**Set task:**
Reproduce verbatim the span of the material below that begins with the line containing "of the jacket" and ends with the line containing "column 422, row 273", including both of those lines and nothing else.

**Available data:**
===============

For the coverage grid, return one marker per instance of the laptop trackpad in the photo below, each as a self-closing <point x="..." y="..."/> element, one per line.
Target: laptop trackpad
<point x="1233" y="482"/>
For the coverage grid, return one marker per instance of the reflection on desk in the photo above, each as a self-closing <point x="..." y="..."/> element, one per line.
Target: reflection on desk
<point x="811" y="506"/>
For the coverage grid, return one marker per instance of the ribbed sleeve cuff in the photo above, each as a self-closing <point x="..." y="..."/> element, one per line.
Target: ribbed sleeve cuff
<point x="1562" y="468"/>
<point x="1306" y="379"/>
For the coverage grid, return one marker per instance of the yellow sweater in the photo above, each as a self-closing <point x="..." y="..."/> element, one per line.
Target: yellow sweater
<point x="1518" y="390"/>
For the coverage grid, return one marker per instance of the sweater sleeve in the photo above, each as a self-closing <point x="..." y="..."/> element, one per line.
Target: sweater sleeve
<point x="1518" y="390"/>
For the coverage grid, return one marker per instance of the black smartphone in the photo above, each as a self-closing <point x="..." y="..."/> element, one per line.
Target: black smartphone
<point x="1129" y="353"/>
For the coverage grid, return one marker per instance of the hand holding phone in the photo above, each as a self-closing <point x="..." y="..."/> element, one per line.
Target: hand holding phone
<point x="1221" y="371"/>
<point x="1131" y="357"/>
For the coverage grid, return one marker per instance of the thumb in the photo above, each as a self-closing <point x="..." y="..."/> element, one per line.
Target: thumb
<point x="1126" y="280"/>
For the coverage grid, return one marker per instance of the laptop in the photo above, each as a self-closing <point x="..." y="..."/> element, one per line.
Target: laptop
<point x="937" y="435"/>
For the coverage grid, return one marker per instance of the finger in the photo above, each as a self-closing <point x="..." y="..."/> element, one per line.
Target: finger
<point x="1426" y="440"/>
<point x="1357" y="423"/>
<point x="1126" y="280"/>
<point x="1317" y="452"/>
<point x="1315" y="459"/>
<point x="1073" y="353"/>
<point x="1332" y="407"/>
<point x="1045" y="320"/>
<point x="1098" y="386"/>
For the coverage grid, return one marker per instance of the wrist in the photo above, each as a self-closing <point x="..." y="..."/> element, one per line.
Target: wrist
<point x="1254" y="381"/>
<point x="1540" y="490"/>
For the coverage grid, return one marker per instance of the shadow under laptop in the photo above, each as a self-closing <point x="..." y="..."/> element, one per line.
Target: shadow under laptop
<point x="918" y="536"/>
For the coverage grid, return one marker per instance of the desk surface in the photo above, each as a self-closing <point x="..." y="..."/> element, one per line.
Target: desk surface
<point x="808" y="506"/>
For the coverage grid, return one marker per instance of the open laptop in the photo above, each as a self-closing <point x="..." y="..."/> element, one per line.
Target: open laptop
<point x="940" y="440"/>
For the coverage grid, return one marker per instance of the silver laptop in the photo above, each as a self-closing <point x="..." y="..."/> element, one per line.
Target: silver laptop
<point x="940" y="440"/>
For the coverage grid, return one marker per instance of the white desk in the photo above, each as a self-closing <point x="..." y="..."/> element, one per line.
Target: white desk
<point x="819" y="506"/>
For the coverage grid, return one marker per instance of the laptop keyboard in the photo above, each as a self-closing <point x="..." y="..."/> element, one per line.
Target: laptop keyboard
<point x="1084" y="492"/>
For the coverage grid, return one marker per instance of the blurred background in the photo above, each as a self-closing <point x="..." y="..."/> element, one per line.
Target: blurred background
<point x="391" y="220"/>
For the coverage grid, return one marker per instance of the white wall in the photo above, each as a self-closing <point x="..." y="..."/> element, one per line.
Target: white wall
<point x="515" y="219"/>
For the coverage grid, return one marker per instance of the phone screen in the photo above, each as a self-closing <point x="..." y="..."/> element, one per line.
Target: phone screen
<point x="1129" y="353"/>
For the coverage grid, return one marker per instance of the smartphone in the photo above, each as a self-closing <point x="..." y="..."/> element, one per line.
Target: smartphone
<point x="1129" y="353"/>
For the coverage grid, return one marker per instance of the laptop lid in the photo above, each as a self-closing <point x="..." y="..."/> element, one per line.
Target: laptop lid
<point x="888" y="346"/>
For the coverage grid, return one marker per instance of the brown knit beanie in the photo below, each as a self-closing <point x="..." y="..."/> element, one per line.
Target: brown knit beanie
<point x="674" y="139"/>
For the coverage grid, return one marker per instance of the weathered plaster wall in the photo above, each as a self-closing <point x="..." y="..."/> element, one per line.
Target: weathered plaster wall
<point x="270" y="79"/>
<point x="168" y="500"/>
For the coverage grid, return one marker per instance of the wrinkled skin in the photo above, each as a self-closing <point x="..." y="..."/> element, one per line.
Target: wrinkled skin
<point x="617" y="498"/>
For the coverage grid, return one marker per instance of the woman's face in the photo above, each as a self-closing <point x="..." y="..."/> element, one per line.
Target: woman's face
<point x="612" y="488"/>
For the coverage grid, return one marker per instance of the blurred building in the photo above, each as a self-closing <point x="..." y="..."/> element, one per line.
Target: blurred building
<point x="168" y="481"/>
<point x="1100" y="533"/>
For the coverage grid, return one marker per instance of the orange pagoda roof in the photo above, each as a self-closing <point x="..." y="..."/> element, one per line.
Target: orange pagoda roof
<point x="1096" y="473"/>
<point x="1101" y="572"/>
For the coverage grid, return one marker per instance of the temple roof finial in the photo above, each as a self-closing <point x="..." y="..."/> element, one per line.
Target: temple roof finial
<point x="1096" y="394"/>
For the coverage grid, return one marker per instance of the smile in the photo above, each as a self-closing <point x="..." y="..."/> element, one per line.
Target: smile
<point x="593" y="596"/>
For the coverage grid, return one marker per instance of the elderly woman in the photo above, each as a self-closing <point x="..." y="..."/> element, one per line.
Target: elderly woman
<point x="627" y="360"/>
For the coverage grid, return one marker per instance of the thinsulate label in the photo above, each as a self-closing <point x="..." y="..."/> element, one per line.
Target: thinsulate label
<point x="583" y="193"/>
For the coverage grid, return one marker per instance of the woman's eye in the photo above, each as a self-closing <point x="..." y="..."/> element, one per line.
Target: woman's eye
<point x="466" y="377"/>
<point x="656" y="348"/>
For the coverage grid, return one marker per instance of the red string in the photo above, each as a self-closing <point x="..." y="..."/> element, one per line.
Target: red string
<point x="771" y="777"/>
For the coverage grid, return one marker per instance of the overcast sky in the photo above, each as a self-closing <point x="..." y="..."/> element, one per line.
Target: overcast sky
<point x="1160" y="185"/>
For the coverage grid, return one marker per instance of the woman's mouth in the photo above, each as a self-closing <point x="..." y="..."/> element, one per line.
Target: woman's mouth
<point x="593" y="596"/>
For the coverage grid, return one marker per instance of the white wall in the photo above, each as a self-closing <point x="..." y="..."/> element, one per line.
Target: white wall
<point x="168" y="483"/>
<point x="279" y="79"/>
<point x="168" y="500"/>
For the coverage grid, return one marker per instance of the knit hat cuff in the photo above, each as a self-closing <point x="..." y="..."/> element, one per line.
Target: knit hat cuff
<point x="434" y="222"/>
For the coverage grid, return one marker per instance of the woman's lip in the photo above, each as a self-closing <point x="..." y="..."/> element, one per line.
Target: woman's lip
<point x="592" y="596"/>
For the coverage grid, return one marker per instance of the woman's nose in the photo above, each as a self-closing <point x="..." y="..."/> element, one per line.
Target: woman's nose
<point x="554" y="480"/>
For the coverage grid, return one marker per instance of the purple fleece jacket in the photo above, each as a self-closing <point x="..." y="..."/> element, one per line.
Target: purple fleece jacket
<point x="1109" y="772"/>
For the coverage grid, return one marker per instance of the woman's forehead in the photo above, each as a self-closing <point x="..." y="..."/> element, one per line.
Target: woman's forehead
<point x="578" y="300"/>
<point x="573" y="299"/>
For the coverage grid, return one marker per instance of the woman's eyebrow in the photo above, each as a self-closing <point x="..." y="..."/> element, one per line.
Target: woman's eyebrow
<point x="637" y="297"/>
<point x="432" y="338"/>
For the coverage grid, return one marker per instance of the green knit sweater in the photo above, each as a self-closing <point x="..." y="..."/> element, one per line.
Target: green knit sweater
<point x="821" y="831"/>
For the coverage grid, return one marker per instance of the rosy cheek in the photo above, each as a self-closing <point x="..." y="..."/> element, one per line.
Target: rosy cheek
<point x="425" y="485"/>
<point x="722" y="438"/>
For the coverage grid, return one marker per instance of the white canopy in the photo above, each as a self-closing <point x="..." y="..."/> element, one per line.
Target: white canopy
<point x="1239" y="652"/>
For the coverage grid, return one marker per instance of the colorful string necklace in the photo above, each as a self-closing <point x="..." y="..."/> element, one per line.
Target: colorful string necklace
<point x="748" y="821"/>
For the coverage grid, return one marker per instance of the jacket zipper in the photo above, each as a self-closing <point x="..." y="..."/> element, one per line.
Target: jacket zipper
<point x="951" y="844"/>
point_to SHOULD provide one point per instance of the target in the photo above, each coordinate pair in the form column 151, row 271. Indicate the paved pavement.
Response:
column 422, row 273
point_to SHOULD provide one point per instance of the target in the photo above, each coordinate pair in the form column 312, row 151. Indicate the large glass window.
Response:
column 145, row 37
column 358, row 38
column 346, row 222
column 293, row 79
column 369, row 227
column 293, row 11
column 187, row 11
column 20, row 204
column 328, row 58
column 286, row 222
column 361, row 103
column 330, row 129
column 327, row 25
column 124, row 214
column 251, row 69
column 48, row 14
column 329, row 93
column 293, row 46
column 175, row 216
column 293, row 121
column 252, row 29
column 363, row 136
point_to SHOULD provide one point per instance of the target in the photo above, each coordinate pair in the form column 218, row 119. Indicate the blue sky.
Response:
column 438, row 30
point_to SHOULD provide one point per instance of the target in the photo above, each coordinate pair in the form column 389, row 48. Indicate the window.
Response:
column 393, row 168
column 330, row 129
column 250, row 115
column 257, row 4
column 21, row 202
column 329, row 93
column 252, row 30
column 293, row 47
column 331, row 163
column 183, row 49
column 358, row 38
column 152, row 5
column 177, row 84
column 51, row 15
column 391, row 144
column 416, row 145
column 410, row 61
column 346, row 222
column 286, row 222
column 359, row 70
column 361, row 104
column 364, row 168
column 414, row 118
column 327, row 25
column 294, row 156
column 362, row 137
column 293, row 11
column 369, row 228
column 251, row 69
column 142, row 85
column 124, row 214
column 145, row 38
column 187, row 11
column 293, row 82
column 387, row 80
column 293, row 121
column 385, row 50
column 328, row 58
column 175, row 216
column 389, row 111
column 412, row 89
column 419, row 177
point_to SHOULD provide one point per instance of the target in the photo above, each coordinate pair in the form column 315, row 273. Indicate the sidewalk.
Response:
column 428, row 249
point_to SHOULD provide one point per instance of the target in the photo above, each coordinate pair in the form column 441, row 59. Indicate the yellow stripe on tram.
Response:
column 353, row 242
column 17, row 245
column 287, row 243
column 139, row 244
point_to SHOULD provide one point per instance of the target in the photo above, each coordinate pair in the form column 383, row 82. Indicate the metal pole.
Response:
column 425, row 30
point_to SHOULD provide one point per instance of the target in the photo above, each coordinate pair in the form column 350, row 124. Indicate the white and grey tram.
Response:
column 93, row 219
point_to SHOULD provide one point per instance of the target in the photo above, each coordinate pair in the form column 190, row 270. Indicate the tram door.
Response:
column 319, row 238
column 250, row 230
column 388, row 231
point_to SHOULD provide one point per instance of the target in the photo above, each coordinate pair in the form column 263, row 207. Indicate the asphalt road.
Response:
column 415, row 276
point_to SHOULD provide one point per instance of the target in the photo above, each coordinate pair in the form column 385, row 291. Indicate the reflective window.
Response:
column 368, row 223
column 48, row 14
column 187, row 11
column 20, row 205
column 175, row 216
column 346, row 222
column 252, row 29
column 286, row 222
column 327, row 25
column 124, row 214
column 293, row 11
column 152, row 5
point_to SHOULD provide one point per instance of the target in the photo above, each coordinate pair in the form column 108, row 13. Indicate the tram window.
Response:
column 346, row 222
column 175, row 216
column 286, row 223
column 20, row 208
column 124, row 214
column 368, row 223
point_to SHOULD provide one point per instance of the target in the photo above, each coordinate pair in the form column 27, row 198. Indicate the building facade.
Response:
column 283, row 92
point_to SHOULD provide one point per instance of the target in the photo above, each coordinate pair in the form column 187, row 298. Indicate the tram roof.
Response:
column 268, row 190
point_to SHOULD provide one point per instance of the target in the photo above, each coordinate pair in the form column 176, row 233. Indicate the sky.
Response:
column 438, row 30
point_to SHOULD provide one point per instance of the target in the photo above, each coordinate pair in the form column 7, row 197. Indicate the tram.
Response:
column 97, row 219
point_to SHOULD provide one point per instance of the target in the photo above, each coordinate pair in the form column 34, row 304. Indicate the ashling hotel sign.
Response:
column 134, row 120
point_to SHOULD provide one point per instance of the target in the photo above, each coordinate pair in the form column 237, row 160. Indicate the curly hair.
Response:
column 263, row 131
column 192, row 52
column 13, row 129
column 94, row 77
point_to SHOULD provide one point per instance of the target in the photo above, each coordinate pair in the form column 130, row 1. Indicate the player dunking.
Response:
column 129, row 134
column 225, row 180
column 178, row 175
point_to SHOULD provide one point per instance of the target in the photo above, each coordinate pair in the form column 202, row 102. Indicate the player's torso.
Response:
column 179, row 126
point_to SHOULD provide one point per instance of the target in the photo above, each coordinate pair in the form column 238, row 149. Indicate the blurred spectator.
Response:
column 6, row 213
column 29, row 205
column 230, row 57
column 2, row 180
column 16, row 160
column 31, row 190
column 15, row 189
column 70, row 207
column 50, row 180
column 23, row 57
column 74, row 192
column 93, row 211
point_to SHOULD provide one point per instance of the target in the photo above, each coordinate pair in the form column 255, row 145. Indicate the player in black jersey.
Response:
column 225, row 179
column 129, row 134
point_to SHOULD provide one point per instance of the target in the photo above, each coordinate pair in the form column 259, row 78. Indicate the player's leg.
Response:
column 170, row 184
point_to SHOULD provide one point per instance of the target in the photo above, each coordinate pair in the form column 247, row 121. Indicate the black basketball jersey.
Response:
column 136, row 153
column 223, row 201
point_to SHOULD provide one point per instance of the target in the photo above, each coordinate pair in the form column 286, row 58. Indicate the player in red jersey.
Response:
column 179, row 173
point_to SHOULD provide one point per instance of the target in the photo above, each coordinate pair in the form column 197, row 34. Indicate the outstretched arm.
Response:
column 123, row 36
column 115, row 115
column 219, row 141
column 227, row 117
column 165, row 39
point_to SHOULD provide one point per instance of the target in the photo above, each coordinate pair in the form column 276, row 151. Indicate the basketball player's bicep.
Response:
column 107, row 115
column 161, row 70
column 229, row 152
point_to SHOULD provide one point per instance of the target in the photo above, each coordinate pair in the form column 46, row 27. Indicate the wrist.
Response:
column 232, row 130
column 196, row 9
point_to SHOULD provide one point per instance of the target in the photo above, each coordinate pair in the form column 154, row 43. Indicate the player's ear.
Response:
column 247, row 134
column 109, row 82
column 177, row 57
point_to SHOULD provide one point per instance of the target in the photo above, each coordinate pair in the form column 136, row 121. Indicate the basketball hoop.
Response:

===============

**The output:**
For the coverage grid, return one marker per instance of the jacket zipper in the photo above, each as a self-closing <point x="..." y="..."/> element, one per line.
Target: jacket zipper
<point x="951" y="844"/>
point_to SHOULD provide one point per instance of the target in the photo above, each coordinate pair in the form column 151, row 271. Indicate the paved pavement.
Response:
column 422, row 273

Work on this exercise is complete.